- Short task -
Convert the lines below into a Markdown table with two columns, Row and Content, where Row gives each row's number and Content gives the line itself. Omit blank lines and leave the pictures out of the answer.
## start Recorded data
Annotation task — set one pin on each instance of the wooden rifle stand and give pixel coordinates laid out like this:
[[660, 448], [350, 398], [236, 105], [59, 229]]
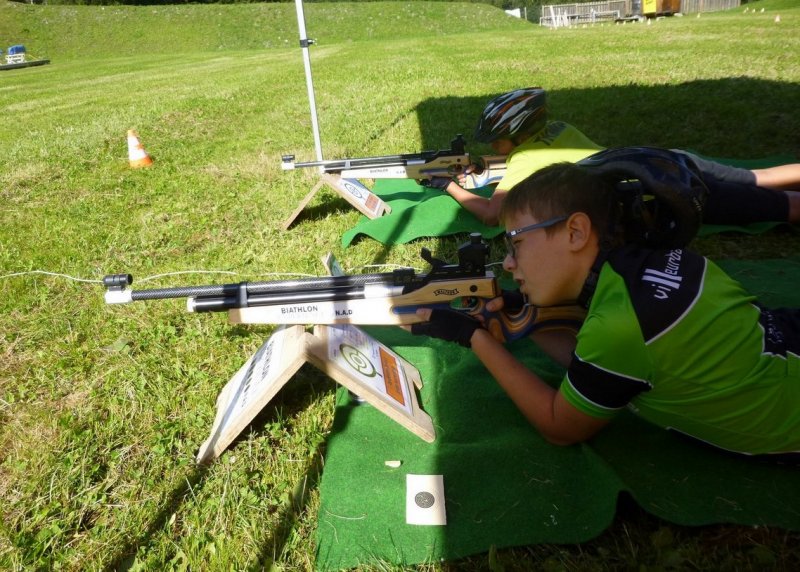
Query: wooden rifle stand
[[345, 353], [351, 190]]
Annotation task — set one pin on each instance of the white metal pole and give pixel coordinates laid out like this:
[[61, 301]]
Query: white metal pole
[[304, 43]]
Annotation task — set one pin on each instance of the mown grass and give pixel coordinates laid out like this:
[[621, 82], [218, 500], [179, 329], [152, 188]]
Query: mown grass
[[102, 409]]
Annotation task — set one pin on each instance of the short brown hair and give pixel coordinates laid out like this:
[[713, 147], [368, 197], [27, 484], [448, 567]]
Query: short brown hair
[[562, 189]]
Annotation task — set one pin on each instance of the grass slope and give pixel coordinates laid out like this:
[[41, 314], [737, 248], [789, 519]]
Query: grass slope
[[102, 409], [62, 32]]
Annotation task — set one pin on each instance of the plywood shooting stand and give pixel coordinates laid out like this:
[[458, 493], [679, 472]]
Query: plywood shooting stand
[[351, 190], [345, 353]]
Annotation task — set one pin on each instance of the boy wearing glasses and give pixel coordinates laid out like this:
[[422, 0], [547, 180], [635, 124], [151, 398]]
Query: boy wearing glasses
[[667, 333]]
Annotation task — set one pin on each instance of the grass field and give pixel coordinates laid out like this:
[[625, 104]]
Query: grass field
[[102, 409]]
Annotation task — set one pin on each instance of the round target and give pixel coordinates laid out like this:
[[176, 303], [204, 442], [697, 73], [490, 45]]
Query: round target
[[357, 360], [424, 499]]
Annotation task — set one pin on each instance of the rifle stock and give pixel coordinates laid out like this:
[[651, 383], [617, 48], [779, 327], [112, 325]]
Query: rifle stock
[[419, 166]]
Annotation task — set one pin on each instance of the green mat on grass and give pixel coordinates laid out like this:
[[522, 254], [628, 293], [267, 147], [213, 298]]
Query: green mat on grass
[[419, 211], [505, 486]]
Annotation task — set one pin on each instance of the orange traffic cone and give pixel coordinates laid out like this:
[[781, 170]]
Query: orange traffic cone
[[137, 156]]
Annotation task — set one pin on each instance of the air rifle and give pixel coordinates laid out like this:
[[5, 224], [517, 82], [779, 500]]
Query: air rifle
[[419, 166], [379, 299]]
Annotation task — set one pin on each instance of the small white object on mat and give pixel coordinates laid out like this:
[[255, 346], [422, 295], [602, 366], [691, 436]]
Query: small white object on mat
[[425, 500]]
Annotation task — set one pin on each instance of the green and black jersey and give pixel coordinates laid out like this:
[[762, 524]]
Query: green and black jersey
[[671, 336]]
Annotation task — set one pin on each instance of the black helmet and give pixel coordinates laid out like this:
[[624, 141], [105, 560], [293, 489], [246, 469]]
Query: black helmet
[[661, 192], [519, 112]]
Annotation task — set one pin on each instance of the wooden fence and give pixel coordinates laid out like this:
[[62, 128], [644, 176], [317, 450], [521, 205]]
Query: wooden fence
[[557, 15]]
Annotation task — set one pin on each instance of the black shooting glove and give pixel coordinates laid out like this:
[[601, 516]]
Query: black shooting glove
[[448, 325], [440, 183]]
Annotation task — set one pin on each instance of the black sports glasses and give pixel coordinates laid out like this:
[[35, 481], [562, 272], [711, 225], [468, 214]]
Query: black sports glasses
[[509, 236]]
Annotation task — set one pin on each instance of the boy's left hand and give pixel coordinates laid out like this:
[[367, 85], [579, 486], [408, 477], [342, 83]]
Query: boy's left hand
## end Recorded data
- The completed task -
| Row | Content |
|---|---|
| 1 | Annotation task — set one pin on each instance of the wooden rifle stand and give pixel coordinates laid out like this: |
| 2 | [[660, 448], [350, 398], [236, 105], [59, 229]] |
| 3 | Query: wooden rifle stand |
| 4 | [[345, 353], [351, 190]] |
| 5 | Annotation task — set one pin on each instance of the white metal pole and give pixel coordinates laid out like this: |
| 6 | [[61, 301]] |
| 7 | Query: white metal pole |
| 8 | [[304, 43]] |
| 9 | Annotation task — set one pin on each instance of the mown grass and give pixel coordinates laid out like this: |
| 10 | [[621, 82], [218, 500], [179, 329], [152, 188]] |
| 11 | Query: mown grass |
| 12 | [[102, 409]] |
| 13 | Annotation task — set one pin on each instance of the short brown hair and give pixel coordinates laid out like this: |
| 14 | [[713, 147], [368, 197], [27, 484], [448, 567]] |
| 15 | Query: short brown hair |
| 16 | [[562, 189]] |
| 17 | Annotation task — set one pin on each instance of the grass slope and give pixel coordinates laid out like this: |
| 18 | [[41, 314], [737, 248], [789, 519]] |
| 19 | Query: grass slope |
| 20 | [[102, 409], [62, 32]] |
| 21 | Annotation task — set one pin on each instance of the plywood shooting stand and give pixel coordinates laid out like this: |
| 22 | [[458, 493], [679, 472]] |
| 23 | Query: plywood shooting stand |
| 24 | [[351, 190], [345, 353]] |
| 25 | Annotation task — set one pin on each instance of the boy wearing glasses and give pixel coordinates laid out like this: |
| 26 | [[422, 0], [547, 180], [635, 124], [151, 398]] |
| 27 | Query: boy wearing glasses |
| 28 | [[667, 333]] |
| 29 | Annotation task — set one pin on each instance of the grass field and give pixel coordinates laid out like this: |
| 30 | [[625, 104]] |
| 31 | Query: grass field |
| 32 | [[102, 409]] |
| 33 | Annotation task — set one pin on each instance of the round target and give pixel coordinates laid out like this: |
| 34 | [[176, 303], [204, 442], [697, 73], [490, 45]] |
| 35 | Query: round target |
| 36 | [[357, 360], [424, 499]] |
| 37 | Annotation task — set one pin on each instance of the rifle stock and give pixel coordinates laid out like this: |
| 38 | [[651, 383], [617, 48], [779, 327], [112, 325]] |
| 39 | Query: rifle stock |
| 40 | [[419, 166]] |
| 41 | Annotation task — set one pin on each instance of the green mat on grass and give pixel coordinates laid out like this: |
| 42 | [[522, 254], [628, 293], [267, 147], [213, 298]] |
| 43 | Query: green mat on grass |
| 44 | [[419, 211], [505, 486]] |
| 45 | Annotation task — set one pin on each instance of the orange traffic cone and give pixel coordinates laid out like this: |
| 46 | [[781, 170]] |
| 47 | Query: orange traffic cone |
| 48 | [[137, 156]] |
| 49 | Annotation task — set one pin on each instance of the air rifle and give pixel coordinates laid out like this: |
| 50 | [[5, 224], [517, 82], [779, 500]] |
| 51 | Query: air rifle |
| 52 | [[419, 166], [379, 299]] |
| 53 | Annotation task — set one pin on each instance of the small white object on mat and give pixel coordinates laid out like this: |
| 54 | [[255, 346], [422, 295], [602, 366], [691, 436]] |
| 55 | Query: small white object on mat |
| 56 | [[425, 500]] |
| 57 | Annotation task — set one pin on each instance of the green and black jersey and give pixel coordinates laid out like this: |
| 58 | [[762, 524]] |
| 59 | Query: green and black jersey |
| 60 | [[671, 336]] |
| 61 | Annotation task — set one pin on each instance of the black helmet and give pixel coordinates laid out like this: |
| 62 | [[624, 141], [105, 560], [293, 489], [246, 469]] |
| 63 | Query: black helmet |
| 64 | [[661, 192], [519, 112]] |
| 65 | Annotation task — set one pin on each instance of the wooden fence and give pixel coordinates laid out like this: |
| 66 | [[62, 128], [644, 176], [317, 450], [521, 205]] |
| 67 | Query: wooden fence |
| 68 | [[557, 15]] |
| 69 | Annotation task — set one pin on each instance of the black shooting glove and give pixel coordinates laid out like this: |
| 70 | [[601, 516]] |
| 71 | Query: black shooting glove |
| 72 | [[448, 325], [440, 183]] |
| 73 | Annotation task — set one pin on each instance of the black sports glasses and give pixel coordinates laid out like this: |
| 74 | [[35, 481], [562, 272], [711, 225], [468, 214]] |
| 75 | Query: black sports glasses |
| 76 | [[509, 236]] |
| 77 | Annotation task — set one pin on each instance of the boy's left hand and give pixel coordinates laid out like this: |
| 78 | [[367, 85], [579, 486], [408, 477], [342, 83]] |
| 79 | Query: boy's left hand |